● **Exercise goal**: Locate the line that contains "stone handrail, which" in the entries below. Retype it and all following lines through the final one, character for character.

··········

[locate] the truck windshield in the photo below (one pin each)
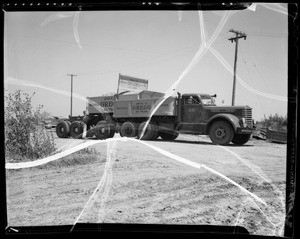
(162, 153)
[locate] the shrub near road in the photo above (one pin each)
(25, 139)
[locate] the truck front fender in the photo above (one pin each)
(231, 119)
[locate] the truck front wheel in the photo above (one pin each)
(221, 133)
(171, 135)
(240, 139)
(63, 129)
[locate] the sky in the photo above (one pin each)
(43, 48)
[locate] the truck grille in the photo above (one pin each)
(247, 114)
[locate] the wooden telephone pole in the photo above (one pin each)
(71, 91)
(238, 35)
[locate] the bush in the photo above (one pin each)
(24, 138)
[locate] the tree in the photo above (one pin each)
(24, 138)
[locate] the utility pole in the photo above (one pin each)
(71, 91)
(238, 35)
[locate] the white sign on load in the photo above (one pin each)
(131, 84)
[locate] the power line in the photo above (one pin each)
(71, 91)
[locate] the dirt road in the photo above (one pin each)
(130, 182)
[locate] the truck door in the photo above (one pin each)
(192, 109)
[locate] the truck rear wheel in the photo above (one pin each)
(102, 130)
(240, 139)
(221, 133)
(171, 135)
(112, 130)
(150, 132)
(63, 129)
(76, 130)
(129, 129)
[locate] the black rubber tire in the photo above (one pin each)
(129, 129)
(171, 135)
(112, 131)
(150, 132)
(221, 132)
(240, 139)
(62, 129)
(102, 130)
(76, 130)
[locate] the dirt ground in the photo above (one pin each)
(129, 182)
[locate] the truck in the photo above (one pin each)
(128, 115)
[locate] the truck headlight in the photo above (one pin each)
(244, 122)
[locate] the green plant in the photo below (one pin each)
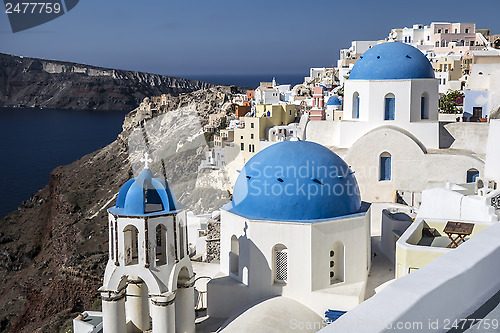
(449, 102)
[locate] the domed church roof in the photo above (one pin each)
(392, 61)
(294, 181)
(144, 195)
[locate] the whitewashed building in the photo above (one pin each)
(296, 228)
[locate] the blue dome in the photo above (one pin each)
(144, 195)
(334, 100)
(392, 61)
(295, 181)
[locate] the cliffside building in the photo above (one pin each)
(149, 281)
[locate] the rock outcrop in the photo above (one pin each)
(54, 249)
(31, 82)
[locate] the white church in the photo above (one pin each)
(149, 281)
(296, 237)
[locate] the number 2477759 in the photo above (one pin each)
(33, 8)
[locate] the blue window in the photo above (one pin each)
(390, 108)
(472, 174)
(423, 109)
(385, 166)
(355, 106)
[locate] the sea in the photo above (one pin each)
(250, 81)
(35, 141)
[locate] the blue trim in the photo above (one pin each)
(392, 61)
(362, 212)
(385, 168)
(390, 108)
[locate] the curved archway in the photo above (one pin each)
(161, 245)
(131, 245)
(385, 166)
(390, 106)
(472, 175)
(355, 105)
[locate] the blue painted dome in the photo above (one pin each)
(144, 195)
(392, 61)
(295, 181)
(334, 100)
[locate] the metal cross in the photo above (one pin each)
(146, 160)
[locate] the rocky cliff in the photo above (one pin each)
(53, 250)
(30, 82)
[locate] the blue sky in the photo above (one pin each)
(188, 37)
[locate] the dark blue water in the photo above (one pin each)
(33, 142)
(250, 80)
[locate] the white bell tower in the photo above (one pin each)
(149, 281)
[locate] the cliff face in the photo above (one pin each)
(30, 82)
(54, 249)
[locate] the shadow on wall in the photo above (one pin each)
(490, 310)
(260, 280)
(445, 138)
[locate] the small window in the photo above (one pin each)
(424, 110)
(234, 256)
(131, 242)
(281, 263)
(390, 107)
(385, 166)
(355, 105)
(472, 174)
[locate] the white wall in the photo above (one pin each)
(492, 167)
(434, 292)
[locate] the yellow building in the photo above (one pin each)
(451, 65)
(253, 129)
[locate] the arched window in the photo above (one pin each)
(337, 263)
(161, 245)
(424, 107)
(280, 257)
(131, 242)
(111, 242)
(385, 166)
(390, 107)
(234, 256)
(472, 174)
(355, 105)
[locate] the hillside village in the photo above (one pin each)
(408, 123)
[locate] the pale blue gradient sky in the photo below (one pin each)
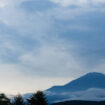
(50, 42)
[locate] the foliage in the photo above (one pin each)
(37, 99)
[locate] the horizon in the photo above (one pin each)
(49, 42)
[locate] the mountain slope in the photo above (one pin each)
(88, 87)
(91, 80)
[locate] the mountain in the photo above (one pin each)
(90, 80)
(88, 87)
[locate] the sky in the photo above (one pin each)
(49, 42)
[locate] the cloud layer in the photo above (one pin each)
(50, 39)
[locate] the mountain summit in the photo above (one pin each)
(88, 87)
(90, 80)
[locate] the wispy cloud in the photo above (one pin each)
(61, 38)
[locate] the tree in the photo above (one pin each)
(37, 98)
(4, 100)
(18, 100)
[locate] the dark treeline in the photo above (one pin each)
(80, 103)
(37, 98)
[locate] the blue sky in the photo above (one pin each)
(50, 42)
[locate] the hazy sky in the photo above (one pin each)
(48, 42)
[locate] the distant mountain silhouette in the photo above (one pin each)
(90, 80)
(88, 87)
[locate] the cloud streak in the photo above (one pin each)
(55, 39)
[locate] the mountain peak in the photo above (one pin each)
(95, 73)
(90, 80)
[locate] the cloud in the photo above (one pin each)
(60, 39)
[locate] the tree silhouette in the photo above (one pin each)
(4, 100)
(37, 99)
(18, 100)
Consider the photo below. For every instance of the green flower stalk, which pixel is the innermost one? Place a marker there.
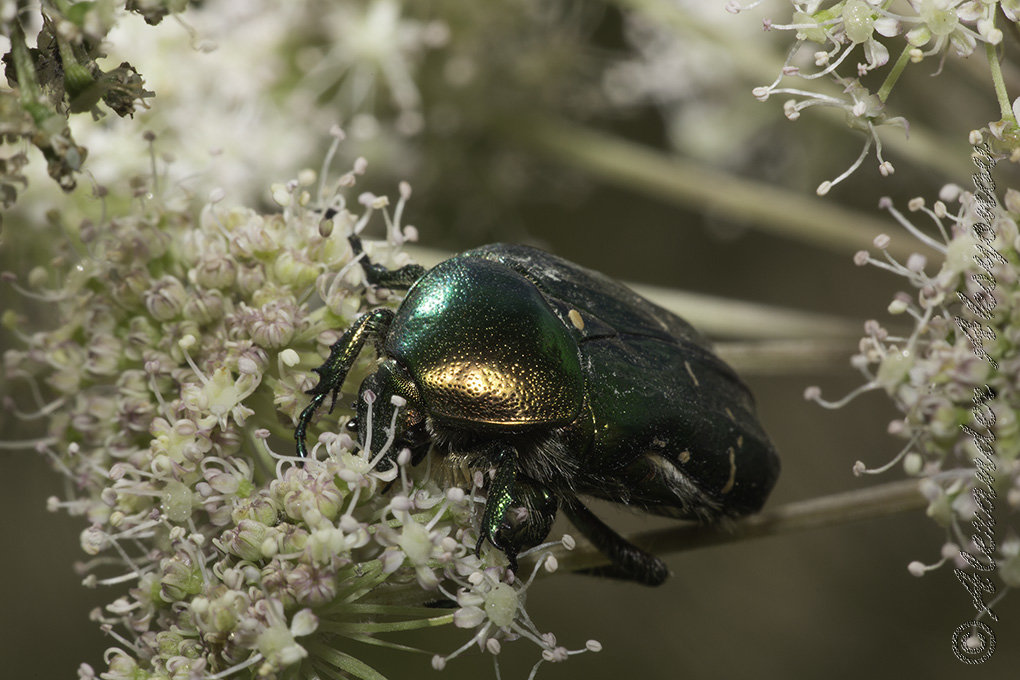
(855, 36)
(169, 388)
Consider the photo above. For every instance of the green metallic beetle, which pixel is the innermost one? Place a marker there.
(565, 382)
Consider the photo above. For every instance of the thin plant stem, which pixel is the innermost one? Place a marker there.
(901, 63)
(826, 511)
(1005, 108)
(765, 207)
(787, 357)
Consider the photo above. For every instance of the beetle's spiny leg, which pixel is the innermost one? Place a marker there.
(376, 274)
(629, 562)
(498, 501)
(334, 370)
(303, 420)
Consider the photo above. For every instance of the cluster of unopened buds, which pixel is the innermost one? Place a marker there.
(168, 389)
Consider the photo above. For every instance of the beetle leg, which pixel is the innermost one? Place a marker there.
(376, 274)
(334, 370)
(518, 513)
(498, 501)
(628, 561)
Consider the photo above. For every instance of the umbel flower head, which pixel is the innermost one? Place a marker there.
(173, 377)
(956, 377)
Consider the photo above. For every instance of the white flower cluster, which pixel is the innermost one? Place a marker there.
(169, 385)
(956, 378)
(857, 35)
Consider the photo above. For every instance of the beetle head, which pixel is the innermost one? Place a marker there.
(389, 412)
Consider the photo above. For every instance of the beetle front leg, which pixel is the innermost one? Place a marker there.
(334, 370)
(628, 561)
(518, 512)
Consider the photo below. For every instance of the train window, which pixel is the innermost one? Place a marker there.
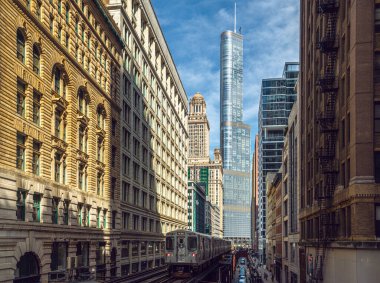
(192, 243)
(181, 245)
(170, 243)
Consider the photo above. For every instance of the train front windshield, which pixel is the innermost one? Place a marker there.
(192, 243)
(170, 243)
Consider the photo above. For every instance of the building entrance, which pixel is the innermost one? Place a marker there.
(28, 270)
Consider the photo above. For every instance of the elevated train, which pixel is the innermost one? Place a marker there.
(190, 252)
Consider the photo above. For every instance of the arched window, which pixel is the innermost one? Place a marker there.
(27, 269)
(20, 46)
(59, 82)
(36, 59)
(82, 102)
(67, 14)
(101, 118)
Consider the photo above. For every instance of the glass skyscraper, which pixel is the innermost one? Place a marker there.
(235, 141)
(276, 101)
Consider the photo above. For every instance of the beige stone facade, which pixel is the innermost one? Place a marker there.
(201, 167)
(338, 116)
(59, 149)
(199, 130)
(290, 201)
(154, 138)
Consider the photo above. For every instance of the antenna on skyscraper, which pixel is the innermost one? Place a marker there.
(235, 19)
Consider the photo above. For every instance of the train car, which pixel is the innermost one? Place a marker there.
(189, 252)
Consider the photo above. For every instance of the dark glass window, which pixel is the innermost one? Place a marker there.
(377, 166)
(192, 243)
(169, 243)
(20, 46)
(377, 220)
(36, 60)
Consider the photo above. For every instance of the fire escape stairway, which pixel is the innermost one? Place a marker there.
(328, 87)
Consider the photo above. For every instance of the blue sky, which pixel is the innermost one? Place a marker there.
(192, 29)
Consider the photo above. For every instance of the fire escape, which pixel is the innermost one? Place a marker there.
(328, 86)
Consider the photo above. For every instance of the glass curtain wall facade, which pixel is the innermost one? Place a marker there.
(235, 141)
(276, 101)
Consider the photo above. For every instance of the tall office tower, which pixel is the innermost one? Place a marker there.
(235, 142)
(340, 141)
(203, 170)
(154, 140)
(290, 201)
(199, 130)
(276, 102)
(59, 165)
(255, 188)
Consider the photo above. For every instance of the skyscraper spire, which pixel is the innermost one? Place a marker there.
(235, 19)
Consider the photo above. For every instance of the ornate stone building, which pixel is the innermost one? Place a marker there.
(199, 130)
(154, 138)
(201, 168)
(59, 149)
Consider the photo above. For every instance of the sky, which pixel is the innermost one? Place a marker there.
(192, 30)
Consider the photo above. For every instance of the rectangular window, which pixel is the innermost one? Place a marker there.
(58, 157)
(20, 203)
(59, 33)
(98, 221)
(66, 214)
(104, 218)
(126, 165)
(82, 178)
(144, 199)
(20, 159)
(99, 184)
(125, 192)
(124, 249)
(125, 220)
(144, 224)
(136, 222)
(135, 248)
(151, 225)
(377, 18)
(113, 187)
(58, 123)
(143, 248)
(343, 134)
(113, 127)
(113, 219)
(21, 98)
(377, 166)
(136, 194)
(377, 67)
(36, 214)
(113, 156)
(80, 214)
(377, 221)
(36, 157)
(51, 23)
(59, 254)
(54, 210)
(136, 171)
(151, 203)
(36, 107)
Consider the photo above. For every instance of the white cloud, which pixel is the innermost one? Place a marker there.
(193, 28)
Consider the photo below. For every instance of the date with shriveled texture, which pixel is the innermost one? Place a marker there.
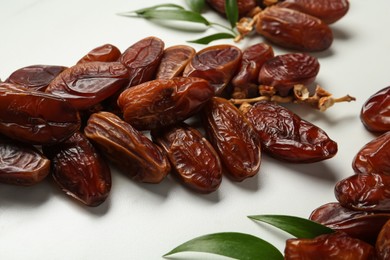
(127, 148)
(286, 136)
(21, 164)
(35, 117)
(194, 161)
(79, 170)
(162, 102)
(233, 137)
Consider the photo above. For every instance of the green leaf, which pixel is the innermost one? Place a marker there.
(196, 5)
(213, 37)
(230, 244)
(298, 227)
(231, 9)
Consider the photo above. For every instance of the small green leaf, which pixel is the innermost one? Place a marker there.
(196, 5)
(231, 9)
(213, 37)
(230, 244)
(298, 227)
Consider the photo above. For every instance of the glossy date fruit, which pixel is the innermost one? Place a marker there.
(21, 164)
(79, 170)
(217, 64)
(86, 84)
(286, 136)
(35, 117)
(163, 102)
(127, 148)
(284, 71)
(294, 30)
(233, 137)
(335, 246)
(375, 112)
(374, 156)
(194, 161)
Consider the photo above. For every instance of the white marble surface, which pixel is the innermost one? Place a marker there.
(141, 221)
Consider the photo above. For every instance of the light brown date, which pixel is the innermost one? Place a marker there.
(127, 148)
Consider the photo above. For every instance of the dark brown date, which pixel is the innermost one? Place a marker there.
(375, 112)
(233, 137)
(365, 192)
(79, 170)
(35, 117)
(193, 159)
(216, 64)
(335, 246)
(36, 77)
(286, 136)
(294, 30)
(163, 102)
(245, 82)
(374, 156)
(104, 53)
(174, 60)
(363, 225)
(21, 164)
(284, 71)
(329, 11)
(87, 84)
(142, 59)
(127, 148)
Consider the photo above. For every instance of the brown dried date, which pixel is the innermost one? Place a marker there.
(233, 137)
(127, 148)
(374, 156)
(216, 64)
(328, 11)
(35, 117)
(284, 71)
(193, 159)
(79, 170)
(335, 246)
(375, 112)
(162, 102)
(86, 84)
(293, 29)
(286, 136)
(245, 82)
(21, 164)
(174, 60)
(365, 192)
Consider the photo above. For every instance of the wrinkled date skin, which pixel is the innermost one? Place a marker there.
(233, 137)
(86, 84)
(21, 164)
(142, 59)
(193, 159)
(35, 117)
(335, 246)
(363, 225)
(284, 71)
(79, 170)
(294, 30)
(245, 82)
(127, 148)
(217, 64)
(284, 135)
(174, 60)
(36, 77)
(163, 102)
(374, 156)
(365, 192)
(103, 53)
(375, 112)
(329, 11)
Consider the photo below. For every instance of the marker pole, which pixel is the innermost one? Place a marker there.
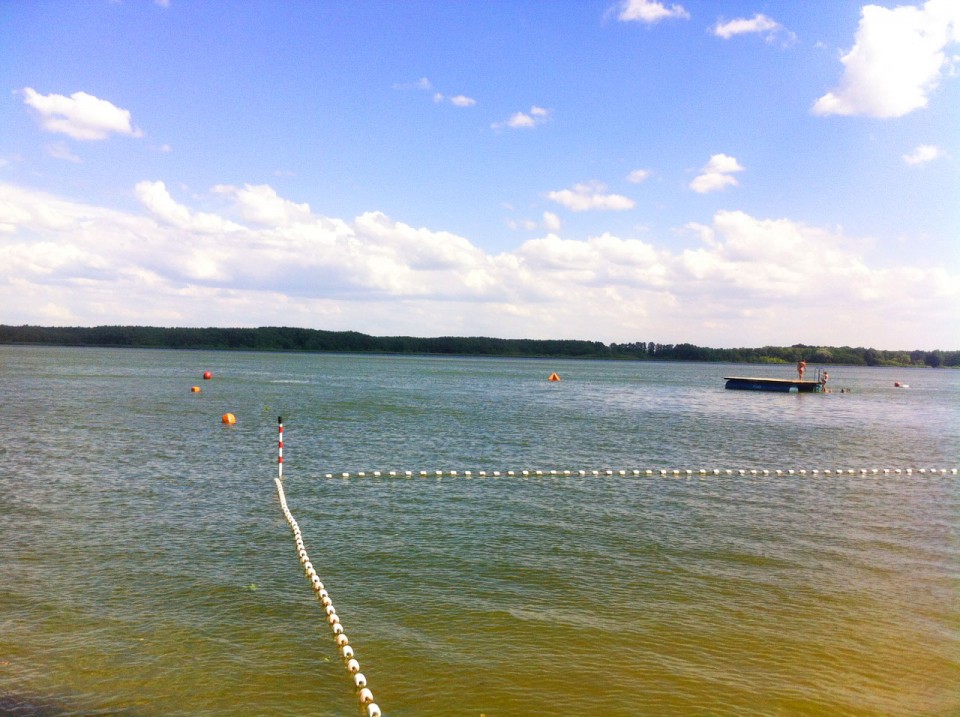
(280, 449)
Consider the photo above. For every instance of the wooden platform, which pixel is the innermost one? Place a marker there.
(783, 385)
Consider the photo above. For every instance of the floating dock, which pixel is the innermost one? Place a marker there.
(783, 385)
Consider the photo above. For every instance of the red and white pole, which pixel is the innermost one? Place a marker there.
(280, 449)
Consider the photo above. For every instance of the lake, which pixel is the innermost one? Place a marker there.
(663, 546)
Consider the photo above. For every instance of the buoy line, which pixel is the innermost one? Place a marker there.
(647, 472)
(333, 619)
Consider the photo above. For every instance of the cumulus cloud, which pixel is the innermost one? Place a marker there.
(61, 150)
(68, 262)
(590, 196)
(552, 222)
(649, 11)
(759, 24)
(524, 120)
(158, 201)
(923, 154)
(897, 60)
(260, 204)
(424, 85)
(717, 174)
(80, 116)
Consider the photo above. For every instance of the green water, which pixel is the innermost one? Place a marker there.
(146, 567)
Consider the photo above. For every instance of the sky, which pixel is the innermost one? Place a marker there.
(727, 174)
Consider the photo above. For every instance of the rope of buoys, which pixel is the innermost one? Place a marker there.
(648, 472)
(333, 619)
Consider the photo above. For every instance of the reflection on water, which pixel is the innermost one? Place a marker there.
(145, 566)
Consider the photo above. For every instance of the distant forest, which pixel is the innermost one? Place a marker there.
(270, 338)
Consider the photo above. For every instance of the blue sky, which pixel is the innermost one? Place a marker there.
(720, 173)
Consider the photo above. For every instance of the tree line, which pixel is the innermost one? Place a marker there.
(276, 338)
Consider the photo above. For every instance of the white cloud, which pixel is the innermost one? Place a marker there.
(261, 205)
(61, 150)
(80, 116)
(759, 24)
(717, 174)
(649, 11)
(750, 280)
(897, 60)
(522, 120)
(155, 197)
(923, 154)
(424, 85)
(590, 196)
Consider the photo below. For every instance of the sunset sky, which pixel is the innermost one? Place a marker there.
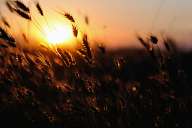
(118, 21)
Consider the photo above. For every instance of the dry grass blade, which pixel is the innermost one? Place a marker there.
(11, 9)
(23, 14)
(21, 6)
(167, 46)
(87, 20)
(5, 36)
(39, 8)
(75, 30)
(86, 46)
(5, 22)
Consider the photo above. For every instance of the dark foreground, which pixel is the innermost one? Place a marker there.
(132, 90)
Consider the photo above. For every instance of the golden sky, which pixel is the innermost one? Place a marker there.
(116, 22)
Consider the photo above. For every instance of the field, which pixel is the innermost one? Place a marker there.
(94, 87)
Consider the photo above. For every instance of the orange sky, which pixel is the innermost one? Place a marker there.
(117, 21)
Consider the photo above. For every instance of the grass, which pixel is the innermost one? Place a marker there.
(94, 87)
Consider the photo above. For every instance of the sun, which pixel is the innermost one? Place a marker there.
(58, 34)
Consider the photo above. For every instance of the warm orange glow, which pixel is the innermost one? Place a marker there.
(58, 34)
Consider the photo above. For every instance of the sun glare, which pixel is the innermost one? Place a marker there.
(58, 34)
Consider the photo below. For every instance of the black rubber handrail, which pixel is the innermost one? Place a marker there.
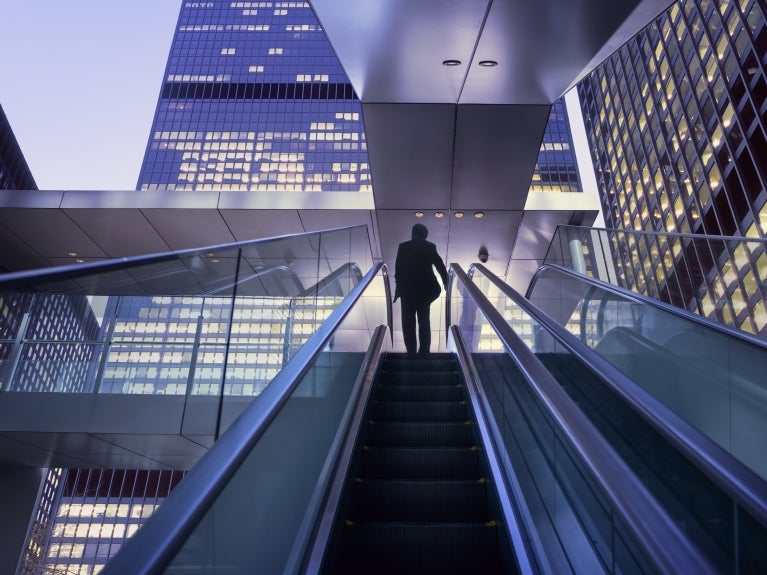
(662, 541)
(638, 298)
(155, 545)
(666, 234)
(736, 479)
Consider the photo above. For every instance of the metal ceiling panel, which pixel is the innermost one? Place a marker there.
(248, 224)
(395, 226)
(330, 219)
(496, 149)
(184, 228)
(119, 232)
(540, 48)
(12, 244)
(537, 230)
(411, 154)
(392, 50)
(50, 232)
(496, 231)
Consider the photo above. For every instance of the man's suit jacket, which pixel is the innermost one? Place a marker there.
(413, 273)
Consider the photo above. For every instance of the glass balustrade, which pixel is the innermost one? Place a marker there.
(720, 278)
(216, 321)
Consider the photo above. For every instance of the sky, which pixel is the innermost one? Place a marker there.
(79, 82)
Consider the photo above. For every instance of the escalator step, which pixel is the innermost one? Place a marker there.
(431, 362)
(421, 392)
(419, 501)
(420, 463)
(417, 377)
(419, 411)
(419, 434)
(410, 548)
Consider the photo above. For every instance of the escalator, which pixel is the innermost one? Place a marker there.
(523, 450)
(717, 498)
(419, 498)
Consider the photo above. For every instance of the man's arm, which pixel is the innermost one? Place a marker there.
(440, 265)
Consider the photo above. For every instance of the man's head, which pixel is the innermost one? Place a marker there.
(420, 232)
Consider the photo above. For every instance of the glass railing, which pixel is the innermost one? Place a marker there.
(721, 503)
(710, 375)
(218, 321)
(583, 509)
(250, 504)
(720, 278)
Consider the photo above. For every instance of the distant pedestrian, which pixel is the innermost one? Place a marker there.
(417, 287)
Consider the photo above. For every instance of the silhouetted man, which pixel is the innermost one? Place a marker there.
(417, 286)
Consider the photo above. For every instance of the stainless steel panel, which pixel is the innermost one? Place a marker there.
(392, 50)
(119, 232)
(411, 154)
(496, 148)
(183, 228)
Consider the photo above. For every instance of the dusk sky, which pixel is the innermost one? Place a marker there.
(79, 81)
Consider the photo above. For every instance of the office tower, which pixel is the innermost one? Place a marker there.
(677, 126)
(254, 99)
(556, 169)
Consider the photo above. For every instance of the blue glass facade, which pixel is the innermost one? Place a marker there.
(254, 99)
(556, 169)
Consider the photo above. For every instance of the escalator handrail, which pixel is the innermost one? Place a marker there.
(341, 455)
(152, 548)
(317, 288)
(747, 488)
(482, 411)
(741, 239)
(12, 280)
(641, 299)
(659, 537)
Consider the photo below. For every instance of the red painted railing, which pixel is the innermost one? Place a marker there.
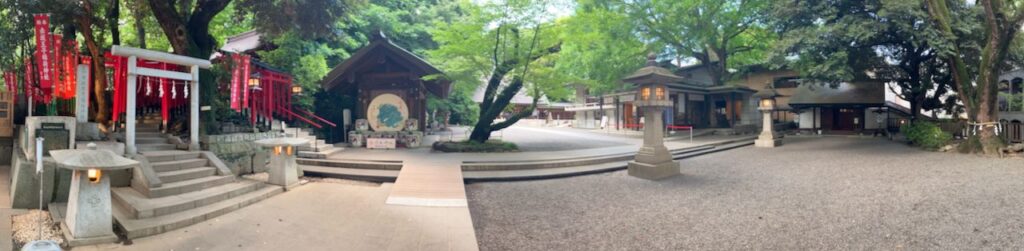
(307, 113)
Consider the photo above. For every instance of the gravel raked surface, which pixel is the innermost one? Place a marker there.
(829, 193)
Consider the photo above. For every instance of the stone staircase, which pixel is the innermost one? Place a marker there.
(317, 149)
(190, 191)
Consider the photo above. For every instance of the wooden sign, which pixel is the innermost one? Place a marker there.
(378, 142)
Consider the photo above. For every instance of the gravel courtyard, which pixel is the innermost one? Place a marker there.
(830, 193)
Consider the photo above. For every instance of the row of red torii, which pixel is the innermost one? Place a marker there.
(155, 77)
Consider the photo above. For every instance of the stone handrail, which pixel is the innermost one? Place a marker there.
(216, 163)
(144, 174)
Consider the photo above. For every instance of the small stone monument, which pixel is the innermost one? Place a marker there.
(284, 171)
(89, 218)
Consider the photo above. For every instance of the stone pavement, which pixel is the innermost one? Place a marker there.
(322, 216)
(832, 193)
(429, 181)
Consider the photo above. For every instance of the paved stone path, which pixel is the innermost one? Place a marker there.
(429, 181)
(810, 194)
(322, 216)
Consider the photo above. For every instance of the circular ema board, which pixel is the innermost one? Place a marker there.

··········

● **Completed task**:
Consider the photo above. For every instance of the stone handrail, which pixel is the innermost one? Place a marker there.
(216, 163)
(144, 174)
Consider the photo above. For every instance of the small stone monument, which pixel is the innermost one? Place a marker there.
(284, 171)
(89, 218)
Consider the photo above. For every instance of the stone pavement, which pixel is the innermost one? Place a marker there.
(322, 216)
(832, 193)
(429, 181)
Consider the photo above. For every instance of the paved stone path, which pixel is the innermost one? Place a marker there.
(429, 181)
(810, 194)
(322, 216)
Consider the photo above. For every instance of the circular ema board, which pixel is the innermost one? Place a marker there.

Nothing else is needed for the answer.